Multifunctionality in agriculture (often simply multifunctionality) refers to the numerous benefits that agricultural policies may provide for a country or region. Generally speaking, multifunctionality refers to the non-trade benefits of agriculture, that is, benefits other than commerce and food production. These include, in the WTO definition of multifunctionality, environmental protection, landscape preservation, rural employment, and food security. These can be broadly classified as benefits to society, culture, a national economy as a whole, national security, and other concerns. For example, in addition to providing food and plant-derived products for the population, agriculture may also provide jobs for rural people and contribute to the viability of the area, create a more stable food supply, and provide other desired environmental and rural outputs. A nice and clear summary of how more species may support multiple ecosystem functions and the state of biodiversity-ecosystem function research can be found by Slade et al.

==Multifunctionality and agricultural policies==
The numerous externalities, both positive and negative, which are associated with agriculture are important considerations for policy makers. Sometimes current agricultural practices and markets produce too much of an undesired effect or not enough of a desired one. Governments may step in to correct such market failures with policies designed to either encourage or discourage a certain practice. However, individual policies may carry consequences for other policies and for other countries. Such policies are therefore a major topic of discussion in the international community.

Removing protectionist policies on agriculture is one step that may need to be taken for a country to maximize positive externalities, minimize negative ones, and make sure that the mixture of outputs derived from agriculture corresponds to the needs of society. However, removing agricultural supports is often cause for consternation among public officials, who may predict the loss of certain positive externalities of the policies already in place. At the same time, officials may fear the implementation of new market protections in other countries which are trying to promote the production of such outputs of agriculture. In such cases, advocates for free trade, such as the OECD recommend that countries reduce as much as possible their agricultural protections and institute policies which specifically target the production of the positive non-commodity outputs.

» **PROVIDED MATERIAL**:
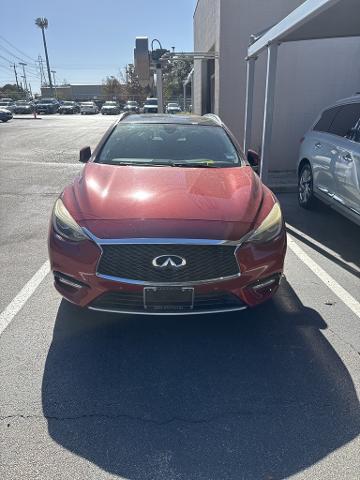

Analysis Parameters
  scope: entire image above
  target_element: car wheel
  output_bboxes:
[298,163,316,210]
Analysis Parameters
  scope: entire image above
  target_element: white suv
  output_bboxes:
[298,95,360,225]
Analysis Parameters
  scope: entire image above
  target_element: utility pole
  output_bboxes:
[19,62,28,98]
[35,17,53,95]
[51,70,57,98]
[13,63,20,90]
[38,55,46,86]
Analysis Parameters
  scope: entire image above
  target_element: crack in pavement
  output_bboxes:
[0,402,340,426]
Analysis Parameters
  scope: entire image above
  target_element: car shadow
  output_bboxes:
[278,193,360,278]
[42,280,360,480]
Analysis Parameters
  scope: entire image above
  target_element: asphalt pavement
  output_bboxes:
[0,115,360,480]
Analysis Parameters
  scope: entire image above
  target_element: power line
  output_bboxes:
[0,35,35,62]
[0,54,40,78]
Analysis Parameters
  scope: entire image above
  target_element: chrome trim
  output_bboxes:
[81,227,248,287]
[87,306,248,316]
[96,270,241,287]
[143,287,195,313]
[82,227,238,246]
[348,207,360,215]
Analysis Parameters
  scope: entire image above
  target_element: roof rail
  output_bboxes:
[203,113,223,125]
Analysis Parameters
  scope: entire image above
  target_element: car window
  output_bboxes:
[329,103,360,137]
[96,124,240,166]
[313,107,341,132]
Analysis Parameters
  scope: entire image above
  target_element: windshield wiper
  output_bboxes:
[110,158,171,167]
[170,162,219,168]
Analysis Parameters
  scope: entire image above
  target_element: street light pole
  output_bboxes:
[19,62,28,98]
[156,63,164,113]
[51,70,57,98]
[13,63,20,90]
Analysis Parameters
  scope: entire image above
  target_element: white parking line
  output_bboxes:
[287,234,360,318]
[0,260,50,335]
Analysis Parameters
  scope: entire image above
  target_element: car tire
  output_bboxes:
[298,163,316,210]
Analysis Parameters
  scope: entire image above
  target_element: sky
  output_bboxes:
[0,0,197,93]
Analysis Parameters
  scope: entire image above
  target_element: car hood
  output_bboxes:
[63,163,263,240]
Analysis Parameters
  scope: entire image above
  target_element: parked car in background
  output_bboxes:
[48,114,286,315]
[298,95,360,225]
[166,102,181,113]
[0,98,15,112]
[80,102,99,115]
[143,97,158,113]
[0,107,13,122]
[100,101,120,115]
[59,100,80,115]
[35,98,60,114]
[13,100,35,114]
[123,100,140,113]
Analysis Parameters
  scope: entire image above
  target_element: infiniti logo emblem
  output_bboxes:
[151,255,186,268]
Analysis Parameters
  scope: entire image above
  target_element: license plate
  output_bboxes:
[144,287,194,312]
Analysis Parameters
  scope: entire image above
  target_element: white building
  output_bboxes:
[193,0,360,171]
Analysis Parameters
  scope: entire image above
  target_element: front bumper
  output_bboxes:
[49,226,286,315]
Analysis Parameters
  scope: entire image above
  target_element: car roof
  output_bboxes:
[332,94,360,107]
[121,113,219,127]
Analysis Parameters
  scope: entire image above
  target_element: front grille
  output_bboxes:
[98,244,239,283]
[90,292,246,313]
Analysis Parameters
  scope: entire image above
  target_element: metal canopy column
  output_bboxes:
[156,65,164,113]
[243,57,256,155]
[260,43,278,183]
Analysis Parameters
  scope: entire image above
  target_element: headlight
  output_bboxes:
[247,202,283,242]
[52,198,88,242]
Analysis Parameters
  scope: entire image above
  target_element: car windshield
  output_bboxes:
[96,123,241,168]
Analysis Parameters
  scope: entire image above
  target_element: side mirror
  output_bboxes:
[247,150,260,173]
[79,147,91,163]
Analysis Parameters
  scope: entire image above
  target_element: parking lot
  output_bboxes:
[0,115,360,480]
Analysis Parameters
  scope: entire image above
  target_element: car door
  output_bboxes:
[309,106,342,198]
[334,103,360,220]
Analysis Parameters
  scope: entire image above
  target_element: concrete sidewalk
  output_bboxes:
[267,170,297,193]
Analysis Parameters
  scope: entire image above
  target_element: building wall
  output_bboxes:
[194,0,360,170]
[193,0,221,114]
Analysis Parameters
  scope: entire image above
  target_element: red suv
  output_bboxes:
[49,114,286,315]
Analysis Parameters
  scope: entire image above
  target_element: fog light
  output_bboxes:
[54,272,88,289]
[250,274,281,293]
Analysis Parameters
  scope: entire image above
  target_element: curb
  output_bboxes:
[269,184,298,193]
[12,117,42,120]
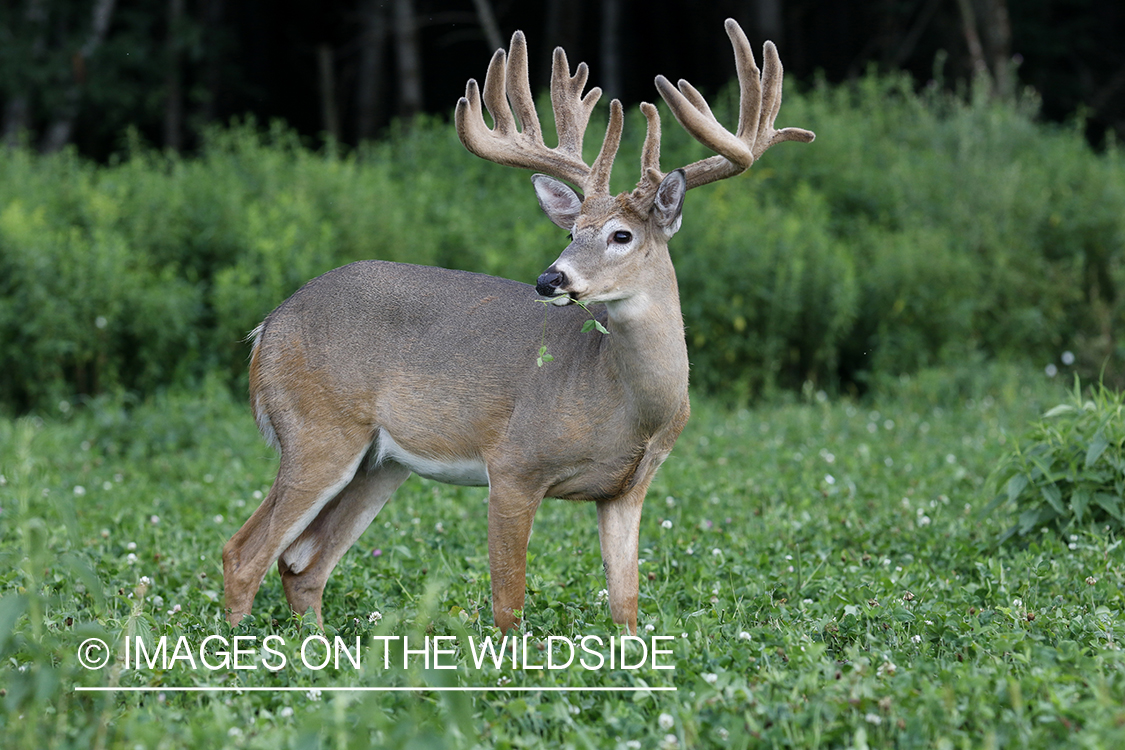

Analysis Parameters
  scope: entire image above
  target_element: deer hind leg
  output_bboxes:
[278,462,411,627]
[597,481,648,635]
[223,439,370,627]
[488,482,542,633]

» **WHAT TO DO**:
Edit the multifunctionality text from the words "Removing protectionist policies" through the words "positive non-commodity outputs.", replacing "consternation" with "alarm". The records have no connection to the text on multifunctionality in agriculture.

» **WRITTEN SOLUTION**:
Removing protectionist policies on agriculture is one step that may need to be taken for a country to maximize positive externalities, minimize negative ones, and make sure that the mixture of outputs derived from agriculture corresponds to the needs of society. However, removing agricultural supports is often cause for alarm among public officials, who may predict the loss of certain positive externalities of the policies already in place. At the same time, officials may fear the implementation of new market protections in other countries which are trying to promote the production of such outputs of agriculture. In such cases, advocates for free trade, such as the OECD recommend that countries reduce as much as possible their agricultural protections and institute policies which specifically target the production of the positive non-commodity outputs.